§ Exercise directions
Would you transcribe the entries below word for word, omitting all images?

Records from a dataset
━━━━

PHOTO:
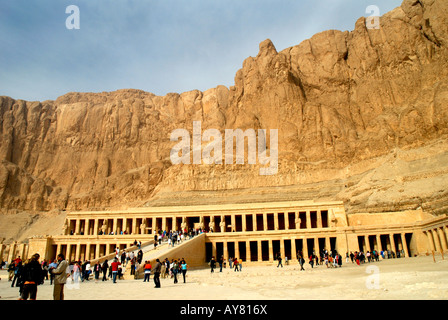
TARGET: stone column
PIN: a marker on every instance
(404, 244)
(175, 224)
(316, 247)
(319, 219)
(125, 225)
(77, 226)
(276, 221)
(97, 251)
(69, 252)
(163, 223)
(430, 240)
(226, 252)
(115, 225)
(378, 243)
(327, 244)
(214, 250)
(88, 251)
(293, 249)
(95, 227)
(58, 250)
(305, 250)
(436, 240)
(392, 242)
(308, 220)
(442, 237)
(367, 242)
(78, 251)
(282, 248)
(154, 226)
(237, 250)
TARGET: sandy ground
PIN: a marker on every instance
(395, 279)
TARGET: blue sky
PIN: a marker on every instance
(158, 46)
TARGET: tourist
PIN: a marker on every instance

━━━━

§ Solution to this problem
PHOTO:
TARGET: stone column
PIN: a marker on every instance
(404, 244)
(175, 224)
(316, 247)
(319, 219)
(125, 225)
(77, 226)
(276, 221)
(97, 251)
(69, 252)
(163, 223)
(430, 240)
(226, 252)
(115, 225)
(378, 243)
(327, 244)
(214, 250)
(88, 251)
(293, 249)
(95, 227)
(58, 250)
(305, 250)
(436, 240)
(392, 242)
(308, 220)
(442, 237)
(367, 242)
(78, 251)
(282, 248)
(154, 226)
(237, 250)
TARGET: sandy ground
PIN: a marker on every instance
(395, 279)
TARGET: blue sky
PIN: a marker on every instance
(158, 46)
TARGET: tourist
PIN: a marker on every instance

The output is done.